= TASK =
Quote, word for word, the line containing "of the twilight" and all lines that follow it to the end of the records, with no pictures.
-------- EXTRACTED DATA
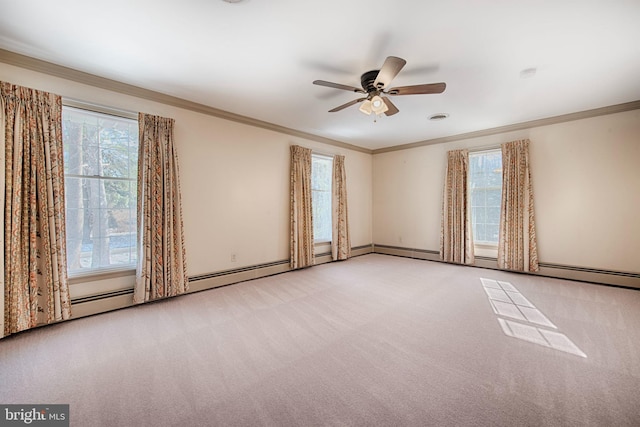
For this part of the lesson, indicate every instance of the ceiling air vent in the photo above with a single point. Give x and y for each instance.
(439, 116)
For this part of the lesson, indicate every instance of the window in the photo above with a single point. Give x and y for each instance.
(100, 162)
(321, 171)
(485, 172)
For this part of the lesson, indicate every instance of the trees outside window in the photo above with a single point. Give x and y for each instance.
(100, 159)
(485, 181)
(321, 171)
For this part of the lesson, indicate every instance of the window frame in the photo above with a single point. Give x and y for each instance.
(115, 271)
(482, 247)
(325, 157)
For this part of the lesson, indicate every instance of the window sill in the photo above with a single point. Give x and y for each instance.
(100, 275)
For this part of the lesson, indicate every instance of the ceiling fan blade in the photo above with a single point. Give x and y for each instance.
(348, 104)
(338, 86)
(392, 108)
(418, 89)
(391, 67)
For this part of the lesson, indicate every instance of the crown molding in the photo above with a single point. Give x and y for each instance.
(56, 70)
(618, 108)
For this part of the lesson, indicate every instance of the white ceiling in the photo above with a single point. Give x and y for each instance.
(258, 58)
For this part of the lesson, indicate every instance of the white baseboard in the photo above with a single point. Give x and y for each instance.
(593, 275)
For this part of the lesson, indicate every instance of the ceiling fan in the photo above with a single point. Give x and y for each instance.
(374, 86)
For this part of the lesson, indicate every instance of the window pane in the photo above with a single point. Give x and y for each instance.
(485, 183)
(100, 190)
(321, 170)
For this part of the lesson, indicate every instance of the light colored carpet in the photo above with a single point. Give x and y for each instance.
(375, 340)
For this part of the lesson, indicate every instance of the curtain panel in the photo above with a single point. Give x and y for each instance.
(456, 236)
(34, 263)
(301, 238)
(162, 263)
(340, 240)
(517, 246)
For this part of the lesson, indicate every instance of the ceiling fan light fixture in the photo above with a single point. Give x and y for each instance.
(378, 106)
(365, 107)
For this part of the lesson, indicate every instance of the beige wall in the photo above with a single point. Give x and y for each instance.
(234, 177)
(586, 178)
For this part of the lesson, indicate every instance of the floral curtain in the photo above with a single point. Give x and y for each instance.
(517, 246)
(340, 240)
(456, 237)
(301, 241)
(162, 264)
(35, 286)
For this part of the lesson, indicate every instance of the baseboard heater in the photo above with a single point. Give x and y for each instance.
(560, 271)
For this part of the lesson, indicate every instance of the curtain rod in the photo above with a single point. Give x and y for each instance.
(76, 103)
(484, 148)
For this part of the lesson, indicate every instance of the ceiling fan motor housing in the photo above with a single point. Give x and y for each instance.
(367, 80)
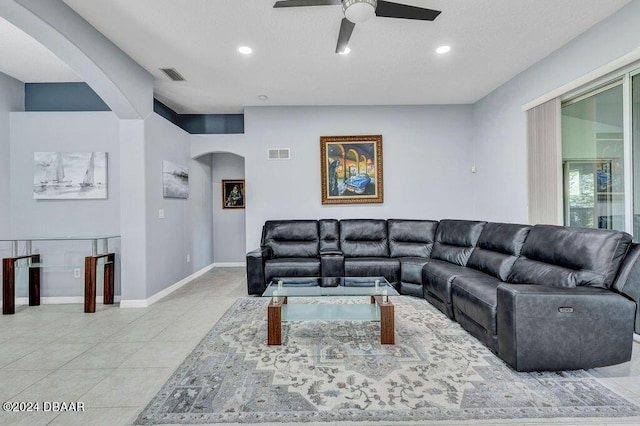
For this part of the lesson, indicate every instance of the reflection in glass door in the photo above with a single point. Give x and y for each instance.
(593, 159)
(635, 137)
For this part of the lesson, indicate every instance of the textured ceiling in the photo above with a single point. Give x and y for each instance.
(392, 61)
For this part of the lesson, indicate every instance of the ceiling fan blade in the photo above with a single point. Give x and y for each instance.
(394, 10)
(299, 3)
(346, 28)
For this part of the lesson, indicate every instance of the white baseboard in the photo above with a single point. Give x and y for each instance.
(54, 300)
(229, 264)
(143, 303)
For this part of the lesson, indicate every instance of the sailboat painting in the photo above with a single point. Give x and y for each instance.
(70, 175)
(175, 180)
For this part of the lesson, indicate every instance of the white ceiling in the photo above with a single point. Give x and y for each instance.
(392, 61)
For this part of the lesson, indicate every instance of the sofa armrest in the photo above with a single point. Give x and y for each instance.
(331, 263)
(553, 328)
(628, 280)
(255, 270)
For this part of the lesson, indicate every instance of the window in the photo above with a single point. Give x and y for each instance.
(593, 158)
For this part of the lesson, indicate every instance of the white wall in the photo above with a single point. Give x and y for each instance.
(499, 129)
(201, 211)
(11, 99)
(171, 239)
(427, 159)
(228, 224)
(63, 131)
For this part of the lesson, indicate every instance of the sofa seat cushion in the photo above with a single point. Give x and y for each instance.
(476, 296)
(437, 276)
(291, 267)
(558, 256)
(411, 238)
(372, 267)
(411, 269)
(364, 238)
(455, 240)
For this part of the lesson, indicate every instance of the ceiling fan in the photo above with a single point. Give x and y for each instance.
(356, 11)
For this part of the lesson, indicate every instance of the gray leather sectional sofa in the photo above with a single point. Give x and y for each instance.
(541, 297)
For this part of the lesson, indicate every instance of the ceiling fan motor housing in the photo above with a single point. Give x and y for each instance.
(359, 10)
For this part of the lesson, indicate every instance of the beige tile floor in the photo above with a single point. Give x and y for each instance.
(115, 360)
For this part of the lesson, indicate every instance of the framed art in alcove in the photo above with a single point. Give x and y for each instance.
(351, 169)
(175, 180)
(233, 196)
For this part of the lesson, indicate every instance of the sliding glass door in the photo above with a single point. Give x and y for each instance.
(593, 158)
(635, 137)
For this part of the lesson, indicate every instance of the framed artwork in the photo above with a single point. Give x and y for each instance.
(351, 169)
(233, 196)
(69, 175)
(175, 180)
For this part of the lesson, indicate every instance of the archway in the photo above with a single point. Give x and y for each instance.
(228, 219)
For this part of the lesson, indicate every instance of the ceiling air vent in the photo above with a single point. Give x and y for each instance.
(173, 74)
(279, 153)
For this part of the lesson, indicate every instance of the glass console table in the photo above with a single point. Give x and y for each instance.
(377, 289)
(34, 263)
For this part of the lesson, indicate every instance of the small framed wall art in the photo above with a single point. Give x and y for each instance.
(233, 196)
(351, 169)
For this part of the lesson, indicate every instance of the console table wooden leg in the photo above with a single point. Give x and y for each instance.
(108, 281)
(8, 286)
(274, 323)
(90, 264)
(387, 324)
(34, 282)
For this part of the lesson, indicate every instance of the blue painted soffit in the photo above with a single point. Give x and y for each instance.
(80, 97)
(201, 124)
(62, 97)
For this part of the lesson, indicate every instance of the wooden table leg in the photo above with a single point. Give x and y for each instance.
(8, 286)
(34, 282)
(387, 323)
(90, 264)
(274, 323)
(108, 281)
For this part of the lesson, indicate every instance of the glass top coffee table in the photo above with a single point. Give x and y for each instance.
(377, 289)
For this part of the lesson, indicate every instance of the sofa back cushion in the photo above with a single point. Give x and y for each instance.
(455, 240)
(291, 238)
(560, 256)
(498, 248)
(364, 238)
(411, 238)
(329, 234)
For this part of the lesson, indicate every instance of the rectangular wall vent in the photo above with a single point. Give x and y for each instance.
(279, 153)
(173, 74)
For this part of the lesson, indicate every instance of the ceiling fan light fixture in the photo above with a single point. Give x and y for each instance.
(358, 11)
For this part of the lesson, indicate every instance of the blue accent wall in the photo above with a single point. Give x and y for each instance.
(80, 97)
(201, 124)
(62, 97)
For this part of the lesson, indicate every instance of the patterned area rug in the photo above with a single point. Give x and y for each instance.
(338, 371)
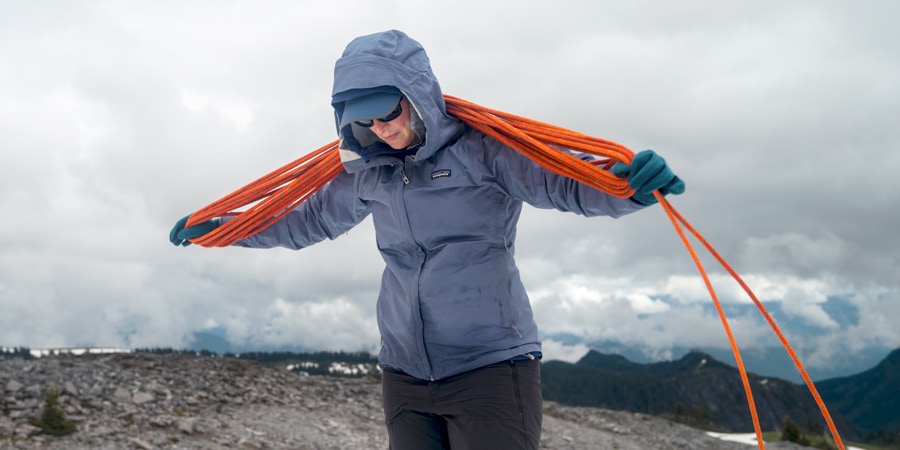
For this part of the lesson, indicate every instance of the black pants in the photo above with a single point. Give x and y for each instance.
(495, 407)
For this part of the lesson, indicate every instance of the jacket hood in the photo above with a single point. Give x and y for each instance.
(385, 62)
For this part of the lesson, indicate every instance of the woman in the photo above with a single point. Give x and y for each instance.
(460, 349)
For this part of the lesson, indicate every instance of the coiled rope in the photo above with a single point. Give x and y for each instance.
(272, 196)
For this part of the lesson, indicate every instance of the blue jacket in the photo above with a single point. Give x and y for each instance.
(445, 217)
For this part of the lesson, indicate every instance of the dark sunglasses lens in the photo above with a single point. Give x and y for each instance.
(393, 115)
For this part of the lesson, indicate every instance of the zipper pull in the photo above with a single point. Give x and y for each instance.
(403, 173)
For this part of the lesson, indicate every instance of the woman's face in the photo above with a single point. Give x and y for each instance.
(397, 133)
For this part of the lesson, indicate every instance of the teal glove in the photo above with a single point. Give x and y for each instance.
(180, 235)
(647, 173)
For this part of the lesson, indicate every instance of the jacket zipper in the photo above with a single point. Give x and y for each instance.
(425, 356)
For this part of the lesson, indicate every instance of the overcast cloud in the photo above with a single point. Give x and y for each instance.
(119, 117)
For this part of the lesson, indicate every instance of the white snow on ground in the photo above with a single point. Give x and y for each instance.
(747, 438)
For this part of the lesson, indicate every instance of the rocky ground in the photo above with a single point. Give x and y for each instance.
(144, 401)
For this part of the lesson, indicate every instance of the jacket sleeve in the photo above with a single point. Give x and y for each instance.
(329, 213)
(525, 180)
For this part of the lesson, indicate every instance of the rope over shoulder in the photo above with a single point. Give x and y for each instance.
(272, 196)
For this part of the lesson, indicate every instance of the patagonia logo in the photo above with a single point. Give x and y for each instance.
(440, 173)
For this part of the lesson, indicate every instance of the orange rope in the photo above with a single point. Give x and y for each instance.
(275, 194)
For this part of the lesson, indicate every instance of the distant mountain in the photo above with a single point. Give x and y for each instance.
(766, 361)
(871, 398)
(696, 389)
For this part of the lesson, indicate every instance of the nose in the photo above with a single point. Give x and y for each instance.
(379, 127)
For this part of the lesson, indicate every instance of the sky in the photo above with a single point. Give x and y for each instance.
(117, 118)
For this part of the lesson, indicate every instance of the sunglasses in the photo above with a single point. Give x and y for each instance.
(389, 117)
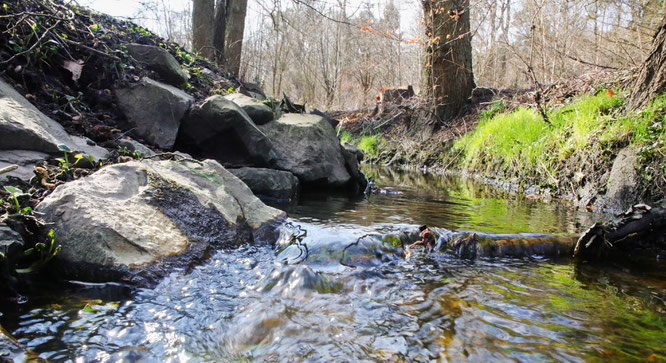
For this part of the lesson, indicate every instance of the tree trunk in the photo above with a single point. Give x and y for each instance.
(219, 30)
(202, 26)
(235, 26)
(448, 78)
(652, 78)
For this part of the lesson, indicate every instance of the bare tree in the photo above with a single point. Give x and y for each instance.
(235, 27)
(202, 20)
(447, 73)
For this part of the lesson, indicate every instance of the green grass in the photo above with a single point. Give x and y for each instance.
(346, 136)
(524, 143)
(370, 144)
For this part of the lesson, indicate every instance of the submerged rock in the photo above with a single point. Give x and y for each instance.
(308, 147)
(139, 220)
(11, 350)
(219, 129)
(257, 110)
(160, 61)
(155, 109)
(277, 184)
(471, 245)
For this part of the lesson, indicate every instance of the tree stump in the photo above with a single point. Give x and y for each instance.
(652, 77)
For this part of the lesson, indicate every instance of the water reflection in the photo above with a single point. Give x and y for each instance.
(444, 201)
(264, 304)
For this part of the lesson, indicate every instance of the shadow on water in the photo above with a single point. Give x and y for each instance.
(341, 290)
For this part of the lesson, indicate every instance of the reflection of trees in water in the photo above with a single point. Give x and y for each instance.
(452, 202)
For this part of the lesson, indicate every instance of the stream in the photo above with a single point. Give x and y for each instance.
(261, 303)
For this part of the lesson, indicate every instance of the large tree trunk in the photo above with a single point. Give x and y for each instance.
(202, 27)
(235, 25)
(652, 78)
(219, 30)
(447, 73)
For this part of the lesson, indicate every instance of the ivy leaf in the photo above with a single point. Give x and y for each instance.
(63, 147)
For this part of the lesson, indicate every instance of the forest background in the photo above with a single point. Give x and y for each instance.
(338, 54)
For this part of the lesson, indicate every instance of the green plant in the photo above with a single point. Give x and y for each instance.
(346, 136)
(495, 107)
(15, 192)
(370, 144)
(65, 166)
(45, 255)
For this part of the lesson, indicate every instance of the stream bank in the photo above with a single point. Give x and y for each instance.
(591, 151)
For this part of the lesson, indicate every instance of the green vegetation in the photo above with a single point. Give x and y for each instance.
(370, 144)
(65, 165)
(522, 143)
(346, 136)
(15, 192)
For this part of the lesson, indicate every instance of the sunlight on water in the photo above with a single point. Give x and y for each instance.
(265, 304)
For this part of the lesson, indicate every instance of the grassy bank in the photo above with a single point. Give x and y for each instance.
(572, 149)
(577, 140)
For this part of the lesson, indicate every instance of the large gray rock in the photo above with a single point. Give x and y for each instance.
(308, 147)
(268, 182)
(139, 220)
(257, 110)
(155, 109)
(353, 156)
(24, 127)
(219, 129)
(26, 160)
(160, 61)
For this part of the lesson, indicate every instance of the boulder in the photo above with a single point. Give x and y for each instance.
(160, 61)
(308, 147)
(277, 184)
(139, 220)
(354, 150)
(257, 110)
(638, 236)
(26, 160)
(11, 249)
(353, 156)
(252, 90)
(11, 243)
(155, 109)
(219, 129)
(24, 127)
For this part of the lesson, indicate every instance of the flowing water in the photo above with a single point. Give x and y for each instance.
(260, 303)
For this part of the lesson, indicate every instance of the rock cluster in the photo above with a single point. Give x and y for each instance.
(136, 221)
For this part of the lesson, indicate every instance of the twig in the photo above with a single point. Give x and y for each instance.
(7, 169)
(77, 44)
(389, 120)
(38, 42)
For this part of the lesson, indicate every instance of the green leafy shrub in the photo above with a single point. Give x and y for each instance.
(370, 144)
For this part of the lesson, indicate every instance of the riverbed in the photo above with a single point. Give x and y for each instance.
(256, 304)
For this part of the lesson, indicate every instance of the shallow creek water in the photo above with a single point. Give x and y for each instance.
(249, 305)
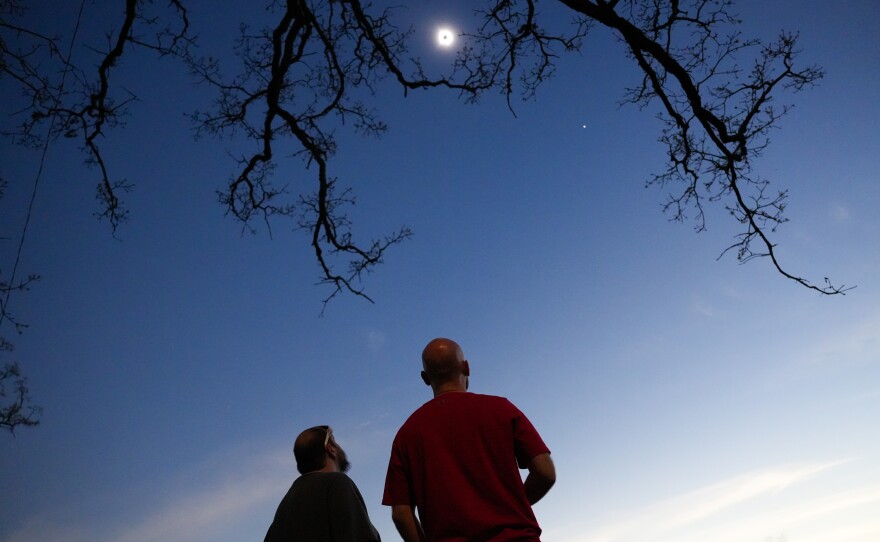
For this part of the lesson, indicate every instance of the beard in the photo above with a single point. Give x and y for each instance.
(342, 461)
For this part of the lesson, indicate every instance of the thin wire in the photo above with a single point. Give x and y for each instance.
(4, 309)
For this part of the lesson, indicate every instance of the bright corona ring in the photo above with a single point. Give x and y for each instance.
(445, 37)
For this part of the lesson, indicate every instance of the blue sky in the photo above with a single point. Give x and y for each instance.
(684, 398)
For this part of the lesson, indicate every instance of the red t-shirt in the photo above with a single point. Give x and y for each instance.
(457, 459)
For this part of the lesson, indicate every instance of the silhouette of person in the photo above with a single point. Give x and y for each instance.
(323, 504)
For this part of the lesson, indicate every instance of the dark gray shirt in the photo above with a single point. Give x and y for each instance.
(322, 507)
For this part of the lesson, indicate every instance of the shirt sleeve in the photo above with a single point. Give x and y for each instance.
(348, 512)
(397, 490)
(527, 442)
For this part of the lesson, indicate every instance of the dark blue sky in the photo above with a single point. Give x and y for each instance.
(684, 398)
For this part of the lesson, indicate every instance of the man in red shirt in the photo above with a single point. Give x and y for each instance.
(457, 458)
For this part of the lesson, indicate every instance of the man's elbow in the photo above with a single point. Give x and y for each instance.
(543, 468)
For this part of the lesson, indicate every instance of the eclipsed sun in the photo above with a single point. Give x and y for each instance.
(445, 37)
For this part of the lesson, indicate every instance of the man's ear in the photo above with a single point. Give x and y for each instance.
(330, 449)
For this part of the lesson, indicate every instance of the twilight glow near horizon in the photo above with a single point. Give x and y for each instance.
(684, 397)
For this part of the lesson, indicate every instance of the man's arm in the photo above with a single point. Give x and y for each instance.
(541, 477)
(407, 523)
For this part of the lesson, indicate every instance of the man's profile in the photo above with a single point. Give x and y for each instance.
(323, 504)
(456, 461)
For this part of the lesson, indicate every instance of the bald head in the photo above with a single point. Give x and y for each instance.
(445, 368)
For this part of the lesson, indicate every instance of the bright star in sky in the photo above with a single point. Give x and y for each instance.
(445, 37)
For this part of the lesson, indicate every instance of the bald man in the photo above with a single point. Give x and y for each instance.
(322, 505)
(456, 461)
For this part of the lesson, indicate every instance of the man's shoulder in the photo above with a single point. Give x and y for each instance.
(324, 479)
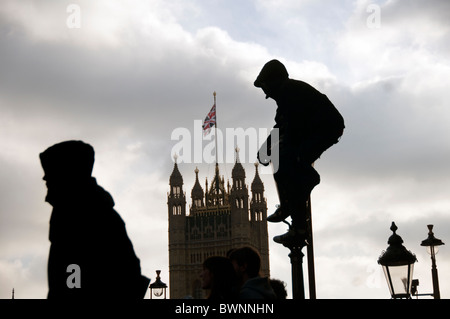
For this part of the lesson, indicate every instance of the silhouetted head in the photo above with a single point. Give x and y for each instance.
(68, 161)
(271, 77)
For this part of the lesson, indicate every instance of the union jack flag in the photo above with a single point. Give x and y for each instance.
(210, 121)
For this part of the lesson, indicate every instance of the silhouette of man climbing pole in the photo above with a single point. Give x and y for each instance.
(308, 124)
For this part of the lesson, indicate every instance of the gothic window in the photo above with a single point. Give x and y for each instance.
(176, 191)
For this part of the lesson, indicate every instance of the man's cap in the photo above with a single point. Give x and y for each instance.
(68, 158)
(273, 72)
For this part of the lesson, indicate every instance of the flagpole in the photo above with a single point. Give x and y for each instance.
(215, 135)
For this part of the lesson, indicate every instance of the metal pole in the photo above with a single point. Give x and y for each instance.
(310, 253)
(298, 287)
(434, 275)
----------------
= RESULT OF THE EXERCISE =
For this part of the lesson, indicate every instance of the twilight glow near horizon in the photo above with a single point. Give x and y for each instance.
(684, 397)
For this part of the lesson, indicate every instance of the man's arm in the photo above with a single point. Give x and y for each instance.
(541, 477)
(407, 523)
For this part of the lesson, indicate every instance of the man's profile in the photo above with a single point. Give x and y for each instance.
(323, 504)
(456, 461)
For this part of the lesson, indicate every instance of the bald head in the photo above with a single point. Give x and y for each instance.
(445, 368)
For this part of the lesson, indicate every instance of the bright star in sky in the photo above with a single point. Give x and y for each instance.
(445, 37)
For this part of the lesson, indicate every instance of the bald man in the photo above with a single point. Give x and y for each instance.
(322, 505)
(456, 461)
For this part of the lesson, indicate every instance of the man's shoulder in the photo above with a single point. Give x and y for each instance.
(324, 479)
For this part of the lesson, indicate every instance of the silhouetted head in the photo above with a single point. Give x and y for each instance.
(68, 161)
(271, 77)
For this part of the lesson, indicate every instance of the union jack flag in the photo above with a single point. Give x and y for each instance.
(210, 121)
For this part of the lesson, indicate every instance of the silhouette of man climbing pole in the photo above with a single point. Give x and y for each instance.
(308, 124)
For this part of the lesson, indicate every instance of the gothic window in the photo above with a single point. Give x and y for each instance.
(176, 191)
For this part of the lesson, indicate every instance of the man's cap in the photo above with a single point. Give x and y for each instance.
(68, 158)
(273, 72)
For this part of the lesson, indicate every instance of the flagpole in the photo above with a single point. Give x and y for each instance.
(215, 135)
For this part of the lesson, indicate every instance of the metal pole in the photo above with a single point. Give x and y for each instance.
(310, 253)
(298, 287)
(434, 275)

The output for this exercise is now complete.